Written task:
Pull out every line of the items below that contains the word "floor", and list those lines.

········

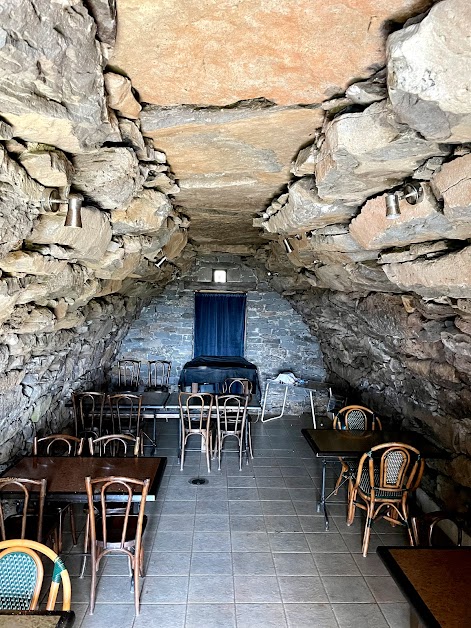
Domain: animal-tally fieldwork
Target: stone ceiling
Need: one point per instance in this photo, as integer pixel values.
(231, 159)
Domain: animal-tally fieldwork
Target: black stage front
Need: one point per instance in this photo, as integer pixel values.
(207, 369)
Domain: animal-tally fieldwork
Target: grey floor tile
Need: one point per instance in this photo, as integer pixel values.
(302, 589)
(211, 542)
(330, 564)
(347, 590)
(168, 563)
(384, 589)
(217, 589)
(165, 590)
(160, 616)
(253, 563)
(211, 563)
(256, 589)
(354, 615)
(260, 616)
(250, 542)
(288, 542)
(310, 616)
(210, 616)
(397, 614)
(294, 564)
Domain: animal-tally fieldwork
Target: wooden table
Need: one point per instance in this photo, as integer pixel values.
(36, 619)
(66, 476)
(435, 581)
(329, 445)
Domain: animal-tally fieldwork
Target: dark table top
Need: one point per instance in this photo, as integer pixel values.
(36, 619)
(435, 581)
(354, 443)
(66, 476)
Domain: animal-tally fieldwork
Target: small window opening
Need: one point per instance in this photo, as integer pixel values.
(219, 276)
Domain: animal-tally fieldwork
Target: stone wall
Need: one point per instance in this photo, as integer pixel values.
(276, 337)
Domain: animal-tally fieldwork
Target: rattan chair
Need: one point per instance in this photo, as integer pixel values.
(158, 375)
(116, 533)
(60, 445)
(437, 529)
(123, 445)
(231, 412)
(195, 417)
(386, 477)
(353, 418)
(125, 411)
(29, 522)
(88, 413)
(128, 374)
(22, 572)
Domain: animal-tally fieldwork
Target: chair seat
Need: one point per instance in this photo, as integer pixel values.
(380, 493)
(114, 529)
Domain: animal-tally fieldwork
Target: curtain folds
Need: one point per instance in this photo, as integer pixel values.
(219, 324)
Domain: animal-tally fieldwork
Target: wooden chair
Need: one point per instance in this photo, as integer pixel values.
(231, 421)
(128, 374)
(122, 445)
(60, 445)
(116, 533)
(386, 477)
(22, 573)
(158, 375)
(125, 411)
(353, 418)
(88, 413)
(29, 522)
(427, 529)
(195, 417)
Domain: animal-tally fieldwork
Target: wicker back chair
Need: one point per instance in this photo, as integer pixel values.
(113, 533)
(386, 477)
(22, 573)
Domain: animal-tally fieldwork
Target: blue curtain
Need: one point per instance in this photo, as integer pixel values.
(219, 324)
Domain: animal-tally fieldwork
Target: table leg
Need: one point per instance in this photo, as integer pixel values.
(321, 504)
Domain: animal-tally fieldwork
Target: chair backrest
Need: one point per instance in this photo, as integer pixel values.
(392, 466)
(237, 386)
(126, 413)
(128, 373)
(195, 410)
(231, 412)
(356, 418)
(122, 445)
(158, 374)
(88, 413)
(101, 509)
(446, 525)
(21, 489)
(58, 445)
(22, 572)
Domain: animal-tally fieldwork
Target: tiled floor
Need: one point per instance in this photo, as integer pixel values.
(247, 549)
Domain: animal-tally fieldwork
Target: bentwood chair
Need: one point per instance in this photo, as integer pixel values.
(387, 475)
(195, 417)
(158, 375)
(116, 533)
(353, 418)
(128, 374)
(60, 445)
(22, 573)
(88, 413)
(125, 413)
(29, 522)
(231, 412)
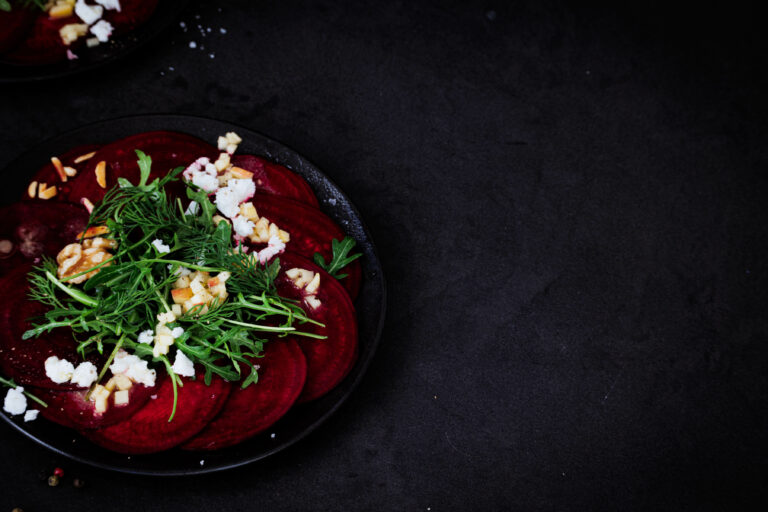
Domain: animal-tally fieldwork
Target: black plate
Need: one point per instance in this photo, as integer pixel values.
(301, 420)
(166, 12)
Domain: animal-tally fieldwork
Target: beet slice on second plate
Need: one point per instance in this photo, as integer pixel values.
(276, 180)
(311, 231)
(331, 359)
(31, 229)
(149, 430)
(71, 409)
(282, 373)
(24, 360)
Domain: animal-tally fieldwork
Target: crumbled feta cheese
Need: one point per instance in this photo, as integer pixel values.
(58, 370)
(102, 30)
(90, 14)
(15, 402)
(84, 374)
(146, 337)
(182, 365)
(243, 226)
(237, 191)
(110, 5)
(160, 246)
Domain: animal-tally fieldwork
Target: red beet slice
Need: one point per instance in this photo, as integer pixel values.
(13, 26)
(71, 409)
(328, 360)
(167, 149)
(48, 174)
(248, 411)
(149, 430)
(276, 180)
(32, 229)
(311, 231)
(24, 360)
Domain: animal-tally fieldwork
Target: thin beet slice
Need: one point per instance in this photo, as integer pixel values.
(149, 430)
(32, 229)
(311, 231)
(276, 180)
(331, 359)
(24, 360)
(71, 409)
(282, 373)
(167, 149)
(47, 174)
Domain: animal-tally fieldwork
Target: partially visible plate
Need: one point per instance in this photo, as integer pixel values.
(166, 12)
(302, 419)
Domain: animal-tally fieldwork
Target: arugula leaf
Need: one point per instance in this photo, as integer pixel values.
(340, 258)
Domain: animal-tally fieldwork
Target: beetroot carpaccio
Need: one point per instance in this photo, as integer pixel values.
(31, 35)
(160, 292)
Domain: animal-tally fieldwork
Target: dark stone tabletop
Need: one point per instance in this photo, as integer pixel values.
(569, 204)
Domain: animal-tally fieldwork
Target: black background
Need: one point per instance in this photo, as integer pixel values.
(569, 205)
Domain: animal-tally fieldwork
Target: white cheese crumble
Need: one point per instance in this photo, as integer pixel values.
(58, 370)
(183, 365)
(88, 13)
(15, 402)
(102, 30)
(160, 246)
(110, 5)
(85, 374)
(237, 191)
(242, 226)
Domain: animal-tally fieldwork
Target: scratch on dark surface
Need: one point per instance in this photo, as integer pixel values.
(455, 448)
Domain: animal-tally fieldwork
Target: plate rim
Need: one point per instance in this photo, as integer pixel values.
(379, 315)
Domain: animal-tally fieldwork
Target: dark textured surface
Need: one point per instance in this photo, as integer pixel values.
(569, 209)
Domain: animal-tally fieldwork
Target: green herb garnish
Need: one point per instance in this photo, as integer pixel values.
(340, 258)
(133, 286)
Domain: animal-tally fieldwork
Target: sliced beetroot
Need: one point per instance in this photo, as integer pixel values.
(282, 373)
(32, 229)
(71, 409)
(13, 25)
(49, 175)
(276, 180)
(311, 231)
(24, 360)
(167, 149)
(331, 359)
(149, 430)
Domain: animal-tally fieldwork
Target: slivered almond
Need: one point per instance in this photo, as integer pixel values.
(59, 168)
(47, 192)
(101, 174)
(83, 158)
(88, 205)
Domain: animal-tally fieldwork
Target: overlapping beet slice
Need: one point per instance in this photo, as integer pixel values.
(24, 360)
(331, 359)
(311, 231)
(71, 409)
(149, 430)
(32, 229)
(50, 176)
(167, 149)
(276, 180)
(282, 373)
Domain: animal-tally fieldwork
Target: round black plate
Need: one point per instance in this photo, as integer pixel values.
(166, 12)
(301, 420)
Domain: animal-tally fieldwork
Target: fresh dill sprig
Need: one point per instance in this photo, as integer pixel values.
(132, 287)
(340, 257)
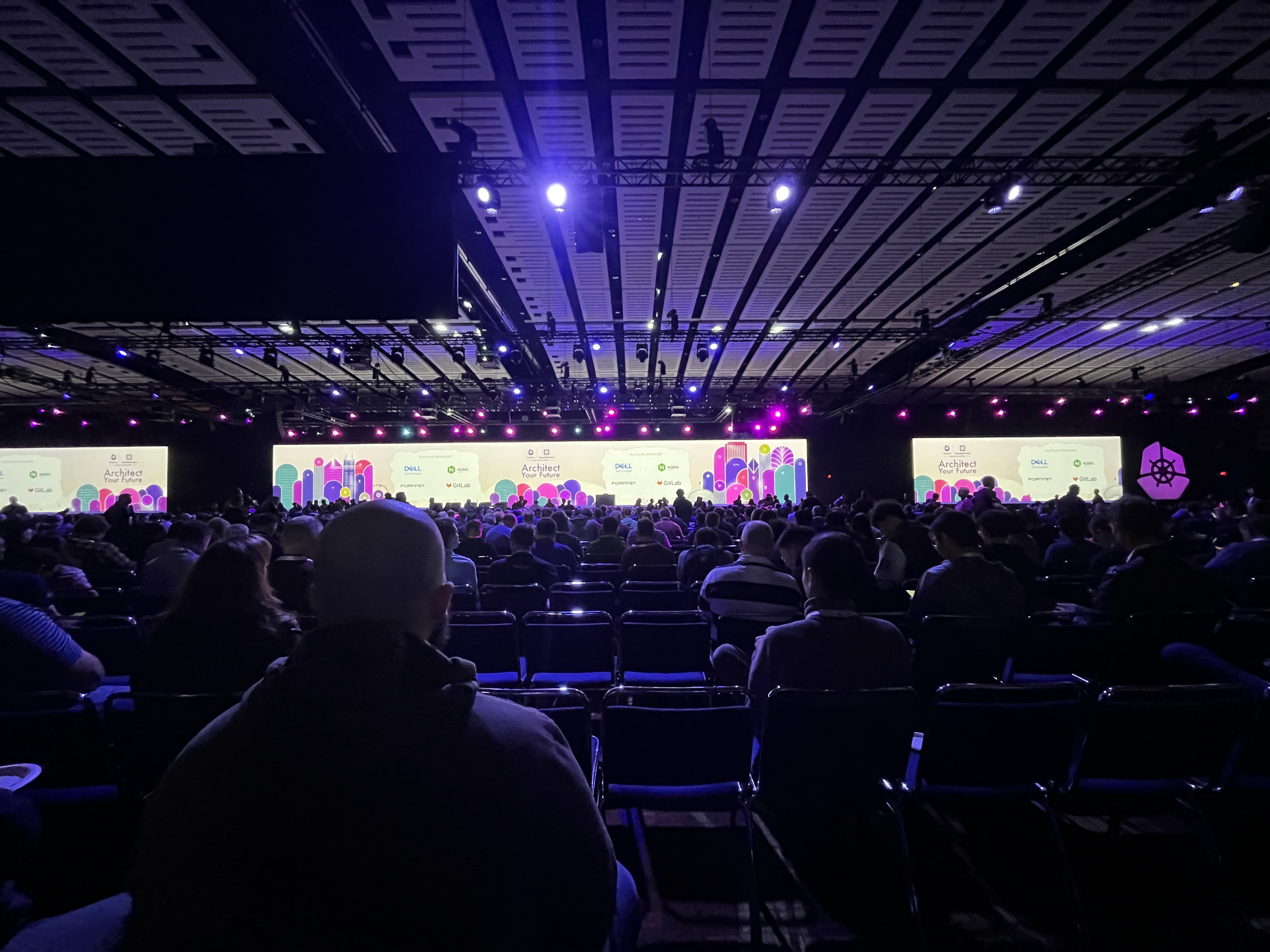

········

Correct output:
Target: grey floor tile
Target: tiled floor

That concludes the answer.